|Ibekwe, Abasiofiok - Mark|
Submitted to: Pathogens in the Environment Workshop Proceedings
Publication Type: Proceedings
Publication Acceptance Date: 12/20/2003
Publication Date: 1/20/2004
Citation: Ibekwe, A.M., Jenkins, M. 2004. Identifying and quantifying sources of bacteria. In: Hargrove, W.L., editor. Pathogens in the Environment Workshop Proceedings, Feb. 23-25, 2004, Kansas City, MO. p. 18-21. Interpretive Summary: The development of bacterial source tracking is of great interest to many federal, state, and local agencies as this will aid in identification of major sources of water pollution. At present, several methods are being developed and several indicator organisms are used by different researchers. Of the indicator bacteria, USEPA is most interested in Escherichia coli and Enterococci. In our laboratory, we are using E. coli and Enterococci for bacterial source tracking. We are using the two because, E. coli is a known quantity and many studies have been conducted with the bacterium for source tracking. Very few studies have been done with Enterococci for bacterial source tracking. Our studies are performed by monitoring the presence of E. coli, Enterococci, and Bacteroides thetaiotaomicron in water samples obtained from various sites along Santa Ana River that are impacted by wastewater discharge, urban runoff, subsurface water, and agricultural discharge. Data obtained from this study will be part of the national database maintained by USDA for bacterial source identification. Since bacterial source tracking requires large database, a multi-lab effort is required at the moment. At the end of this project, a genetic fingerprinting method in combination with specific DNA markers will be available that will be part of the database.

* EXERCISE SET
**1.** What sources impact the Santa Ana River sites where water samples are collected, according to the publication summary? List every one it gives.
**2.** Answer these questions from the publication summary:
(a) What is the publication date?
(b) Which two indicator bacteria is USEPA most interested in?
(c) Which agency maintains the national database for bacterial source identification?

[Source records]
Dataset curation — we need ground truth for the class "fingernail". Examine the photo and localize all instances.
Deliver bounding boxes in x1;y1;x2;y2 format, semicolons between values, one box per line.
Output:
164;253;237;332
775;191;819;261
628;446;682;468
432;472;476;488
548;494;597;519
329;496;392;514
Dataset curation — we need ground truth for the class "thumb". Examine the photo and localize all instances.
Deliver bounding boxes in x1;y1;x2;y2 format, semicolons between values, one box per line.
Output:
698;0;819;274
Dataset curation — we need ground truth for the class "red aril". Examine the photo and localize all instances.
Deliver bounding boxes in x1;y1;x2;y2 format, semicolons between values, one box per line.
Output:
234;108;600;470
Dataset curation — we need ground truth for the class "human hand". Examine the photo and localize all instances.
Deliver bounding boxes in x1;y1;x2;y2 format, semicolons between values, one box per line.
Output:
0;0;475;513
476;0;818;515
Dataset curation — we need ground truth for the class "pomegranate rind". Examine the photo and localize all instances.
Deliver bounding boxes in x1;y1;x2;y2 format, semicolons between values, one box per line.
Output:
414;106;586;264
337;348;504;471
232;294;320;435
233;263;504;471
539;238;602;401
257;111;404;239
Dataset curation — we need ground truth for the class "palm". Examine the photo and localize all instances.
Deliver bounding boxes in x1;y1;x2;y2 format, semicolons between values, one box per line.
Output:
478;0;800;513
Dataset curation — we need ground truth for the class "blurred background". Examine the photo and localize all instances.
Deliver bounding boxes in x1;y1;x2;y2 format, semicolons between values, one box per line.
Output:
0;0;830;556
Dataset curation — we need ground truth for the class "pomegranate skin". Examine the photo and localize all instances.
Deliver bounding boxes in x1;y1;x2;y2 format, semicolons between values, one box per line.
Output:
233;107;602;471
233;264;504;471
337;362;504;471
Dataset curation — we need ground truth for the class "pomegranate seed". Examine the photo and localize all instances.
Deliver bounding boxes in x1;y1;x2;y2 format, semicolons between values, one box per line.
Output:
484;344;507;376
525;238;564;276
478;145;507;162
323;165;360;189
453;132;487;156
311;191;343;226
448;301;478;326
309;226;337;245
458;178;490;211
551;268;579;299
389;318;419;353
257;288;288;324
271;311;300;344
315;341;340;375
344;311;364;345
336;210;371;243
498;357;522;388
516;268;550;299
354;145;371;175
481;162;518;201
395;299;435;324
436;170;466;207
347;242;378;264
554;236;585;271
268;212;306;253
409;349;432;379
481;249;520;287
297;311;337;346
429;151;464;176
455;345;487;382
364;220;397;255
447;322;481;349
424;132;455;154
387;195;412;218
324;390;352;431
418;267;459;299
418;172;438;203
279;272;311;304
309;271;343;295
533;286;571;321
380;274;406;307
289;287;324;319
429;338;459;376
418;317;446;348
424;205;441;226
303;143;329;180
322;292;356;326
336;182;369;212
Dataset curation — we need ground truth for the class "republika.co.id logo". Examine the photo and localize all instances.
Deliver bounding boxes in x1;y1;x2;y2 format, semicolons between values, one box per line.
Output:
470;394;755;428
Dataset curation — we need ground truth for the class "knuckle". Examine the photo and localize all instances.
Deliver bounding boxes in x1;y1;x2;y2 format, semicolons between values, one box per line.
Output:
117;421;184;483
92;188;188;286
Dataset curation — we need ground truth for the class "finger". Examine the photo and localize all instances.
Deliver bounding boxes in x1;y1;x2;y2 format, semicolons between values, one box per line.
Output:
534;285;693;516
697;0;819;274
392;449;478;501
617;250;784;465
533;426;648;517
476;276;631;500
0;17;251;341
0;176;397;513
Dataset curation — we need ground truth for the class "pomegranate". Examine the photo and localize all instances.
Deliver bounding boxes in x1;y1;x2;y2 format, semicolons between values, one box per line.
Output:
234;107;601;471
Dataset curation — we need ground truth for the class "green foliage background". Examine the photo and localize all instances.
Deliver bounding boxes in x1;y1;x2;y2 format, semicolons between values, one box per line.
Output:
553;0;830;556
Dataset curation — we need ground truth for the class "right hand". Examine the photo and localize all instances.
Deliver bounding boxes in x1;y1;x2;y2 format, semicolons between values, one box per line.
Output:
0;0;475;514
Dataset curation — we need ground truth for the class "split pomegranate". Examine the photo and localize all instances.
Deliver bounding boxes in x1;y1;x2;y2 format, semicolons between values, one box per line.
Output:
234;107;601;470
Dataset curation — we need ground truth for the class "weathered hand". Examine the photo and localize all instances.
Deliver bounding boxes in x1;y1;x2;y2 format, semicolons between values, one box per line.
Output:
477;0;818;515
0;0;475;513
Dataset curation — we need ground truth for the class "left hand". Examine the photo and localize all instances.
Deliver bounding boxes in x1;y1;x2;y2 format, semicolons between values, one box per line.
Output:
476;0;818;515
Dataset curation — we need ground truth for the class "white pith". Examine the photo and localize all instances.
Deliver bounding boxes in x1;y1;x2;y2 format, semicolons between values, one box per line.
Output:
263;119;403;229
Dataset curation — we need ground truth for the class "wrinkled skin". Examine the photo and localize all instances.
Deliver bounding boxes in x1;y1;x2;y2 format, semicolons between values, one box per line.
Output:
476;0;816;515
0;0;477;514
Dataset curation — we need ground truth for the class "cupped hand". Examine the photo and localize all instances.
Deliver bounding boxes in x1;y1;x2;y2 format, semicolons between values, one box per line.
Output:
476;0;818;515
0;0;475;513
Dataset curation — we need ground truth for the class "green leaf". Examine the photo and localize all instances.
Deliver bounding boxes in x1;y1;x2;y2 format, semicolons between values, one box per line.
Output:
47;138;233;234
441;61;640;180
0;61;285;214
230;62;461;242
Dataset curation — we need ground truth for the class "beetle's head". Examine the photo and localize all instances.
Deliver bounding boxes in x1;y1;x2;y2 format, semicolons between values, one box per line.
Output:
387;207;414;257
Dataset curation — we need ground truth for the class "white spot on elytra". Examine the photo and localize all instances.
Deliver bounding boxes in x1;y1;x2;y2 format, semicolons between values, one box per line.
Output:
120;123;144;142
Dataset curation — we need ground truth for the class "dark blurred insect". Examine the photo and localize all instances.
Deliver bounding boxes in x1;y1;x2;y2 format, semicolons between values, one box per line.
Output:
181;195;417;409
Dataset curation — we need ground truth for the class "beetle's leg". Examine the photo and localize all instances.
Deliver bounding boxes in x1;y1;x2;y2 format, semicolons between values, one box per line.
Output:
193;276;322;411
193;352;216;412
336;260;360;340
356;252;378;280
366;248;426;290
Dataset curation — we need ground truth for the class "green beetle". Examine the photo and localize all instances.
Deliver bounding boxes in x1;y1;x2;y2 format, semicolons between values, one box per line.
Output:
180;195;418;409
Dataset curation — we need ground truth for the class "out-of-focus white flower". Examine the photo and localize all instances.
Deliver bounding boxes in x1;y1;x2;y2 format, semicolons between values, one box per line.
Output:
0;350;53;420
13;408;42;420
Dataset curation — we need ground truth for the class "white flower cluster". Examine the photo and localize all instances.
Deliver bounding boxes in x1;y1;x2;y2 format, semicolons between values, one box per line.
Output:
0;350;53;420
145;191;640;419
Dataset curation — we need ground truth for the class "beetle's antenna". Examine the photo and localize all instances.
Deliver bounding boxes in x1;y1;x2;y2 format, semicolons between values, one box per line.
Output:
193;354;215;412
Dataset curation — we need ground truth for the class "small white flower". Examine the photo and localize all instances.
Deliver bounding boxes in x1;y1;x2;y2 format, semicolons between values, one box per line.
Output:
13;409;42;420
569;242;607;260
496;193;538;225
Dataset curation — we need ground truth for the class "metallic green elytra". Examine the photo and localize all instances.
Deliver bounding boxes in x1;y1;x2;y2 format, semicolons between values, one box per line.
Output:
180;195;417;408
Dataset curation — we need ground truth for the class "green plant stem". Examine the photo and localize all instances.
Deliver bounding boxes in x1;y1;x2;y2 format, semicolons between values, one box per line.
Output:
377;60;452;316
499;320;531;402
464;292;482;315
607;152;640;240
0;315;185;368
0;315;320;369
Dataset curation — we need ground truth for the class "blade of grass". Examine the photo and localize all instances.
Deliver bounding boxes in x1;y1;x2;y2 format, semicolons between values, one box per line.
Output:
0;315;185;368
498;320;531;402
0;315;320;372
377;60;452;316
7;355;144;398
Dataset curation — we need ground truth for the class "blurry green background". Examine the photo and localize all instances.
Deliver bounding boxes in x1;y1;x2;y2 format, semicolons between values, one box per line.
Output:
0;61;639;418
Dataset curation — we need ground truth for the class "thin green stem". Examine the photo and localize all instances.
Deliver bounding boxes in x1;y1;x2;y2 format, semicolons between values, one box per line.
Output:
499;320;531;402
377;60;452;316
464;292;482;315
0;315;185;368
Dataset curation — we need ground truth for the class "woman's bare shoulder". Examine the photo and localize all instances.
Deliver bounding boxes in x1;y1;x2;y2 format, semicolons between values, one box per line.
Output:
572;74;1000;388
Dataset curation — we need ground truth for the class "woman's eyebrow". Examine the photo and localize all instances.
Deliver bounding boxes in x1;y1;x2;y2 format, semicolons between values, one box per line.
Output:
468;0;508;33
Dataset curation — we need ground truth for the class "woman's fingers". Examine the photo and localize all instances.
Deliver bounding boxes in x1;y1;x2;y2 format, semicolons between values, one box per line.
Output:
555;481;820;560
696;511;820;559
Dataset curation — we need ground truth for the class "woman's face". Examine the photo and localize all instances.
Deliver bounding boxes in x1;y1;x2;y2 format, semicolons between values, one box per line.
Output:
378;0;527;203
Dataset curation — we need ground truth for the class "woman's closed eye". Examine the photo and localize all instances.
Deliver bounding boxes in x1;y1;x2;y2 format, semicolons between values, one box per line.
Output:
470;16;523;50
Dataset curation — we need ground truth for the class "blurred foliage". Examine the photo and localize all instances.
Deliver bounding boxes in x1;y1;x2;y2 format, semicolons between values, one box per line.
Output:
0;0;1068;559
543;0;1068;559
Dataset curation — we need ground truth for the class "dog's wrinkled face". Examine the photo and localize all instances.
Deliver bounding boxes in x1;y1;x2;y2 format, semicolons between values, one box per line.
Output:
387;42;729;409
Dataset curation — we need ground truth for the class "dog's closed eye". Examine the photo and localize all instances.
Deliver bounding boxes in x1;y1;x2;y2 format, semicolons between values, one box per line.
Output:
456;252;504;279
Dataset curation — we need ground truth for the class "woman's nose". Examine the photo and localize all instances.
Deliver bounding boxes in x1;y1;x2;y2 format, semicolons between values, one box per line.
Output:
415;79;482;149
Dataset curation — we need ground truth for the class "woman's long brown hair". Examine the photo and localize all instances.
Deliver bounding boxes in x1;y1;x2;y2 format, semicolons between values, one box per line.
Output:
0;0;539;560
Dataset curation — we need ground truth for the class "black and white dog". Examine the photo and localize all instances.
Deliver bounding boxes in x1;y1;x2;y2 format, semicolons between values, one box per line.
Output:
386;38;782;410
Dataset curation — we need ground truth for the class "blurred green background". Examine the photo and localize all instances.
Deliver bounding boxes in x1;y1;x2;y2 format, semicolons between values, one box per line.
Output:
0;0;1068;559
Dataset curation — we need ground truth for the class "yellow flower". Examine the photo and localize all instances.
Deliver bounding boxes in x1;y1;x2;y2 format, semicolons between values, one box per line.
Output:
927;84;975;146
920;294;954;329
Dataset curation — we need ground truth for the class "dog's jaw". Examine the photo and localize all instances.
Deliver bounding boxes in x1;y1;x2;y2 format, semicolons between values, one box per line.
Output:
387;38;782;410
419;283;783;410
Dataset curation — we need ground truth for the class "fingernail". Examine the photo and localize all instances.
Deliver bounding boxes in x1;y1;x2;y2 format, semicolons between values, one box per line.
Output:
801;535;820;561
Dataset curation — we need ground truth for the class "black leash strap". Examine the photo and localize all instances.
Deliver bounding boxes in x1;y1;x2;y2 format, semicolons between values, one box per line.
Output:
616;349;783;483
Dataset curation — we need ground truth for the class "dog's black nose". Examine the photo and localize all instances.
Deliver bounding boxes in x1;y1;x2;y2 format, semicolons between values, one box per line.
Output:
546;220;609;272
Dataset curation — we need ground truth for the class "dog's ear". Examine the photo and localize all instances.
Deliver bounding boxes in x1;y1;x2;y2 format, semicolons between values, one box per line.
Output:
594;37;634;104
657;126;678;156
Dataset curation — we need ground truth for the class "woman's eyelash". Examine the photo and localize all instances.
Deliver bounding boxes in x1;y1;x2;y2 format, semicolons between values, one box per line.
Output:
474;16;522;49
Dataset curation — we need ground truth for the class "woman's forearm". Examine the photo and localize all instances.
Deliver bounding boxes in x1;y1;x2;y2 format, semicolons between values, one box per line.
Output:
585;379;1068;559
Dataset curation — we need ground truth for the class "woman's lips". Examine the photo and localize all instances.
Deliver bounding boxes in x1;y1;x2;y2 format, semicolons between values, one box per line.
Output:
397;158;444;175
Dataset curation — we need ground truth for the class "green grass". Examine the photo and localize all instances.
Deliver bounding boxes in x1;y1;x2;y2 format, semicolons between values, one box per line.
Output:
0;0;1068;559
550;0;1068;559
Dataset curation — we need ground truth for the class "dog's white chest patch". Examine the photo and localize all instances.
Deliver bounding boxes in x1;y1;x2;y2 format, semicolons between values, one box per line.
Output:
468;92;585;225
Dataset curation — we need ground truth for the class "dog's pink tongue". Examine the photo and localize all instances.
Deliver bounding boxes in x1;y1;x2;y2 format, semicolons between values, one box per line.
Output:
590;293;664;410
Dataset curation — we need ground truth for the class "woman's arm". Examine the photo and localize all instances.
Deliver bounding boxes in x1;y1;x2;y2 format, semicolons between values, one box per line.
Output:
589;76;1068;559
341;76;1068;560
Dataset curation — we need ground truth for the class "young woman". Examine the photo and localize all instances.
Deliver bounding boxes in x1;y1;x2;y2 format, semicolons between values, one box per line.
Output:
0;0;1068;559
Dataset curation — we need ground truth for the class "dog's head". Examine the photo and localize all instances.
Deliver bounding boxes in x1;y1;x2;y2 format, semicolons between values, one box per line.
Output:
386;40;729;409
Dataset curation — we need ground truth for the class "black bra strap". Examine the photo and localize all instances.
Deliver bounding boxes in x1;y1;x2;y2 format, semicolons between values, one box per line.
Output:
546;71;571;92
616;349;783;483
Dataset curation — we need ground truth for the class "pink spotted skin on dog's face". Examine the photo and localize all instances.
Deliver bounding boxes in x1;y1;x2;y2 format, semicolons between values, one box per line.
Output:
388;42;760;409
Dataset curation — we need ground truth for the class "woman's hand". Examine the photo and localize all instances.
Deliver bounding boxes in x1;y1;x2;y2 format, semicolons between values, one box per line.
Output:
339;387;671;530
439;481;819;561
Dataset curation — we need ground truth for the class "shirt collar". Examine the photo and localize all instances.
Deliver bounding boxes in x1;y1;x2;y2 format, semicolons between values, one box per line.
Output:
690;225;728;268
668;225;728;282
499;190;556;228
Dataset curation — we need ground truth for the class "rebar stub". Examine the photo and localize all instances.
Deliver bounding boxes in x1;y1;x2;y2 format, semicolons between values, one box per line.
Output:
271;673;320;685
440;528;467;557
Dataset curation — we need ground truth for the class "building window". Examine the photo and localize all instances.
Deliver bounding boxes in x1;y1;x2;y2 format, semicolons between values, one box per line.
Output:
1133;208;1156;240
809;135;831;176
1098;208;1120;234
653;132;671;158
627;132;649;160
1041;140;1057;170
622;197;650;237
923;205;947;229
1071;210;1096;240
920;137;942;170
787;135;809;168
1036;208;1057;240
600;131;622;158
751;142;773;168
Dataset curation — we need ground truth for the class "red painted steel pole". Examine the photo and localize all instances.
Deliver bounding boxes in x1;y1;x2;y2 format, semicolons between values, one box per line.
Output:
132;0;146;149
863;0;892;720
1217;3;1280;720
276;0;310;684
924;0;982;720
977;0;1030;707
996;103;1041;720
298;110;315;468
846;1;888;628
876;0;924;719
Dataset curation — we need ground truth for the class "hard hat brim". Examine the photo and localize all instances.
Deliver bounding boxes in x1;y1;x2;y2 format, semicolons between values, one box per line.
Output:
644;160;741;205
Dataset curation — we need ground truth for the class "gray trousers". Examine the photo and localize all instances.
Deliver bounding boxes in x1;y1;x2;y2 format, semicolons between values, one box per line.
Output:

* SOLUTIONS TO EACH TASK
**1.**
Wastewater discharge
Urban runoff
Subsurface water
Agricultural discharge

**2.**
(a) 1/20/2004
(b) Escherichia coli and Enterococci
(c) USDA